◆ **Exercise requirements**
Which lines of the material contain the word "long"? Show each one.

◆ **Records for the task**
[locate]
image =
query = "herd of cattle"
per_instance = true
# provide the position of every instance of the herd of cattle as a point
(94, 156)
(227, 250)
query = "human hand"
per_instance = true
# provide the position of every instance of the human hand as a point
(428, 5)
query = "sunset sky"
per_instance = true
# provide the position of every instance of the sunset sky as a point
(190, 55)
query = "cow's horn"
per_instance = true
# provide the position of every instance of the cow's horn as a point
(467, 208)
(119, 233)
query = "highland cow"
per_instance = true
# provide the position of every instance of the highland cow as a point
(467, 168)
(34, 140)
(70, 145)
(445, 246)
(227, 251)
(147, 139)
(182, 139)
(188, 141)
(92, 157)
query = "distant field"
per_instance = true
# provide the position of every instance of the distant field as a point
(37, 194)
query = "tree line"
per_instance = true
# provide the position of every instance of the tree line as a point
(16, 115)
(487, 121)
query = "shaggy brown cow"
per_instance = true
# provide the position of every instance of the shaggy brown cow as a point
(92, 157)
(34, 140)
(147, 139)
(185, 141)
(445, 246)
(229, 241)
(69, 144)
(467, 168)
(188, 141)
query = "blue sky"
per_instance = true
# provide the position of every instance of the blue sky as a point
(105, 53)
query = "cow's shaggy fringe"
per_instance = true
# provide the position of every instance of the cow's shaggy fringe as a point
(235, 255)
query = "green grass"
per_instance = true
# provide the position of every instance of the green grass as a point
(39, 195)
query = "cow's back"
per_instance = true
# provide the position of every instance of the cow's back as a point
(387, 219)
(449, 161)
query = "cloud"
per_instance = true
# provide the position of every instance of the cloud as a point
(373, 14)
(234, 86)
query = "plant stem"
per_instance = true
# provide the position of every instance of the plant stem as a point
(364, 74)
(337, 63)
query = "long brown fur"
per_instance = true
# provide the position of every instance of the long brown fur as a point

◆ **Response to this exercise**
query = "long brown fur"
# provide the position of every instance of the long brown fur as a point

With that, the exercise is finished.